▶ _Work instructions_: Reproduce the records below exactly as they are written.
+++ Source material +++
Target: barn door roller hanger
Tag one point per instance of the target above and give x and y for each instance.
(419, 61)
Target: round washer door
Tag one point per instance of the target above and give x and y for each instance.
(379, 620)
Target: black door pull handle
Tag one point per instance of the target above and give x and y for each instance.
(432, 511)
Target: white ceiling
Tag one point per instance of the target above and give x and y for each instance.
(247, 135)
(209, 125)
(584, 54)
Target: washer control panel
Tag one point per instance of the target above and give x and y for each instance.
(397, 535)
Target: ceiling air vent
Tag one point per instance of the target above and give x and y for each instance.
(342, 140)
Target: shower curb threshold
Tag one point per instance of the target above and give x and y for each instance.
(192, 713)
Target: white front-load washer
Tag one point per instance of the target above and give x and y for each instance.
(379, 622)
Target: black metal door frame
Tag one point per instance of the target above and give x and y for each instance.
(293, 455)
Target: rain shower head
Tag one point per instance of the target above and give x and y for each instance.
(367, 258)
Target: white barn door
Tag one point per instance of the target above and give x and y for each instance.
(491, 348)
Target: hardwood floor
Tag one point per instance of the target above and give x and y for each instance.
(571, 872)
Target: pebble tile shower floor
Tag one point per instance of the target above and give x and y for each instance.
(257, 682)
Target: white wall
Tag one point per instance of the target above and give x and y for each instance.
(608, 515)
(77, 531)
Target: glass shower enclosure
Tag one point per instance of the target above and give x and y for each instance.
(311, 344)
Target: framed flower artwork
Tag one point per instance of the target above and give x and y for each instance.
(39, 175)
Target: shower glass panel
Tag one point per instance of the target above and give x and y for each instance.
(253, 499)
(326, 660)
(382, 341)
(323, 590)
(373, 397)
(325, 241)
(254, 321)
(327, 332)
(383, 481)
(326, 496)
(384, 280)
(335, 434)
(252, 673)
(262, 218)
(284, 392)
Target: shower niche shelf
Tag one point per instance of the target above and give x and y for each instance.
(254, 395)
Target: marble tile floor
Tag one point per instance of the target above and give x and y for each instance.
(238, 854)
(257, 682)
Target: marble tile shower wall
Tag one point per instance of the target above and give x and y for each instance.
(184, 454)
+++
▶ _Exercise solution_:
Target: barn door roller hanger
Tag one point per instance of the target above and give x and y for each instance.
(419, 61)
Target: round washer door
Tag one point per instance of the target above and give x and y for each instance.
(379, 620)
Target: black door pull handle
Tag one point per instance of the target above and give x and y for each instance.
(432, 511)
Target: white ceiling
Tag one point per instance of the target above and give x and y for each instance.
(247, 135)
(209, 125)
(584, 54)
Target: washer control panel
Tag one point per instance of the target above and give x and y for each instance.
(397, 535)
Target: ceiling air vent
Tag one point per instance of the target above and give x and y for each instance.
(342, 140)
Target: shower curb threshold
Tag one point per instance of the target above and give x and y for each instance.
(192, 713)
Target: white front-load washer
Tag one point per instance of the target above and give x and y for each instance.
(379, 622)
Target: black metal door frame
Tag one point per instance of the target above and give x and y for each instance.
(293, 455)
Target: rain shower head
Tag one point per instance of the target above and give x and y for each instance.
(367, 258)
Target: white barn door
Tag one point per instance of the target above and give x and y for each instance.
(491, 348)
Target: hardwood floor
Tag one point per instance of the target above and give x and y for each instance.
(571, 872)
Target: pebble tile shower floor
Tag one point per instance of the target above and give x and y for each instance.
(257, 682)
Target: white wall
Tag one point per instance of the target above and give x and y for each instance.
(608, 515)
(77, 531)
Target: glass shower enclosure
Tag one point per instance of the target above and give x and y for each instance.
(311, 344)
Target: framed flower artwork
Tag one point per instance of the target above and give x and y for each instance.
(39, 175)
Target: shower glass panel
Tag one point per instance of the target above and give x and y for each instance.
(253, 499)
(326, 660)
(382, 341)
(323, 590)
(373, 397)
(325, 241)
(254, 321)
(327, 332)
(383, 481)
(326, 496)
(384, 280)
(335, 434)
(252, 673)
(262, 218)
(284, 392)
Target: shower niche shelf
Tag one point per instance of the target above and give x and y for each instance.
(254, 395)
Target: marble tile floor
Tag one point per instance of the target above and give x and y for each instance.
(238, 854)
(257, 682)
Target: marble tile shower wall
Tag one point per instance of the target above and give x and y for each instance.
(184, 454)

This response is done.